Text under study Start Marker

# "PAYPAL"......How does it work.......any current issues......etc.



## Sourdough (Dec 28, 2011)

Please educate me about Paypal........the good, the bad, the ugly.


----------



## dmm1976 (Oct 29, 2013)

It's free to sign up.you need an email and a bank account. Some prepaid cards work but not all. There is a PayPal prepaid card I believe you'd have to check the web site. You use your email and password to pay for things on websites instead of your card info. If you have money loaded directly to your PayPal ( like someone sends you money or pays you for something. Or you sent money to PayPal from your bank.) It will deduct from the PayPal balance. If there is not enough to cover the transaction it will take the remainder from the bank account you have connected to it. 

There aren't any fees that I know of. I have a business account. It was free. I have a free debit card that I get 1% cash back. So if I use it instead of my bank debit it still comes out of my bank automatically and I get 1% cash back refunded to my PayPal balance monthly. 

You can send money to someone if you have their email. It's pretty immediate. 

It also keeps you bank account info safe when shopping online since you are only giving those businesses your PayPal info. 

You can also use it at stores in person . With the app you can pay at Dollar general. With just your phone number and a pin you can pay at home Depot. 

This has saved me many times when I've forgotten my wallet.


----------



## Sourdough (Dec 28, 2011)

Thanks........there has to be something in it for Paypal. Where do they get their cut, to cover the cost of their business......??? It just can't be free......and they give you 1% of the transaction as a gift.


----------



## dmm1976 (Oct 29, 2013)

Maybe if you are doing a tremendous amount of business? You'd have to read the fine print. But I've never been charged a fee for anything. I don't have a business at all. But I was still able to set up a business account.


----------



## Sourdough (Dec 28, 2011)

So...........if I sell something for say $2,000.-- How do I get that money.......??? Can I only get it by spending it with some business that accepts Paypal.......????

And why do some business refuse to accept Paypal......??? Especially firearms related products, seem to loath Paypal.


----------



## dmm1976 (Oct 29, 2013)

Sourdough said:


> So...........if I sell something for say $2,000.-- How do I get that money.......??? Can I only get it by spending it with some business that accepts Paypal.......????
> 
> 
> 
> And why do some business refuse to accept Paypal......??? Especially firearms related products, seem to loath Paypal.


I don't know about the last part. But the first part, that person would also need to have PayPal and they would send you the $2000 using your email address. Then once the transaction is credited to your PayPal balance you can transfer it to your bank account. 

Places that don't take PayPal directly will still take the debit card which is a master card.


----------



## dmm1976 (Oct 29, 2013)

Text under study End Marker
Supplied entries Start Marker

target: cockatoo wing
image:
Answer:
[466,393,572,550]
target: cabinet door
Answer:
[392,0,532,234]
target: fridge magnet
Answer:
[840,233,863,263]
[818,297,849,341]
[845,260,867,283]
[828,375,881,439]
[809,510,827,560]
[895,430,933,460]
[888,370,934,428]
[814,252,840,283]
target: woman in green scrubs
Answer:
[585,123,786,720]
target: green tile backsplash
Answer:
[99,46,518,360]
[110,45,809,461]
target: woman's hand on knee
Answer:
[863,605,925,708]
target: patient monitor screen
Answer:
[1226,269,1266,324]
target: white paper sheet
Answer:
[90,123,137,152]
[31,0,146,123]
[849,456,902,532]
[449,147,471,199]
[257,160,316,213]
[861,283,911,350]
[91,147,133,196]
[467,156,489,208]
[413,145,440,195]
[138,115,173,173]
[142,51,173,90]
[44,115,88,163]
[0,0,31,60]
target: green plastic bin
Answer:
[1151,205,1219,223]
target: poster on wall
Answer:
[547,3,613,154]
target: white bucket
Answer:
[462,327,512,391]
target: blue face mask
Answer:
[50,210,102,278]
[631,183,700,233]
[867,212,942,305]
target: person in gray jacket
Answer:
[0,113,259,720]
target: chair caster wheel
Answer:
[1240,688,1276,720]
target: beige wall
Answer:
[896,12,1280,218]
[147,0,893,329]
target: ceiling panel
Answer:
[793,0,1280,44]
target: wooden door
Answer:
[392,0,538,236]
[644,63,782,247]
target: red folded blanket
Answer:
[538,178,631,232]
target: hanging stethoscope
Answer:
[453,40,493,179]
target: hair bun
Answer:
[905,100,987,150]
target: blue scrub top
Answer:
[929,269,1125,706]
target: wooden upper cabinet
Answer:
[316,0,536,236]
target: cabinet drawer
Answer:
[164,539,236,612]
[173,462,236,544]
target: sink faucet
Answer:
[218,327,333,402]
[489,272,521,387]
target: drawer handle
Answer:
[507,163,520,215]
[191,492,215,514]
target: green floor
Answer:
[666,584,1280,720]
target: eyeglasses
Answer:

Supplied entries End Marker

■ **Task set**
a – Translate this sentence from the PayPal forum thread into Spanish: "You can send money to someone if you have their email."
b – Proceed with the PayPal forum thread, picking up right after its final line.

■ **Answers for the exercise**
a – Puedes enviar dinero a alguien si tienes su correo electrónico.

b –
https://www.paypal.com/us/selfhelp/article/what-are-the-fees-for-paypal-accounts-faq690


I've never used the invoice feature to bill anyone for anything...I've transferred money to and from other PayPal users without fees. But never used the actual business part of the account so that why I don't get charged. The debit card was free however. And I do get cash back every month.


----------



## CajunSunshine (Apr 24, 2007)

Make absolutely certain that your computer is VIRUS FREE. Some people never realize their machines are compromised until their bank accounts are impacted.

As a precaution against financial fallout from present or future virus/malware infections, I would have a special bank account dedicated to PayPal, one that is not linked to an account that I pay my bills with. 

If I were a buyer, I would keep a low balance, enough for my immediate purchases. Also, I would decline any offers from my bank for "overdraft protection."



.


----------



## Belfrybat (Feb 21, 2003)

Paypal is not free for sellers, but is for buyers. I've used it for years and really like it. When someone buys an item from me, I am charged a 30 cents transaction fee plus a smaller percentage -- 1.7%, I think. It is free for buyers. For a recent transaction of $45.00, the fee I paid was $1.52. Much cheaper than using the regular credit card system for taking payments.
The only time it is free is sending money between friends or family for non-purchases.


----------



## Belfrybat (Feb 21, 2003)

Sourdough said:


> So...........if I sell something for say $2,000.-- How do I get that money.......??? Can I only get it by spending it with some business that accepts Paypal.......????
> 
> And why do some business refuse to accept Paypal......??? Especially firearms related products, seem to loath Paypal.


You transfer the money into your bank to use it. If you sell something for $2,000.00 your transaction fee would run somewhere around $34.00. 

Paypal keeps records of every purchase or sale, and follow all state and federal rules, so I imagine some folks (like firearm dealers) would prefer their sales to not be scrutinized as closely. Paypal also tends to take the side of the purchaser over the seller in transaction disputes, so some sellers don't like it because of that.


----------



## In The Woods (Apr 27, 2017)

I’ve had a paypal account for many years. My wife now uses it for her ebay stuff (daily sales). For ebay that is your only choice for making transactions because ebay owns paypal.

I also use it for private transaction. For example buying and selling used photography equipment on a forum I frequent.

The fee is 2.9% plus $0.30 per transaction. My wife just incorporates that fee plus the ebay fees into her pricing.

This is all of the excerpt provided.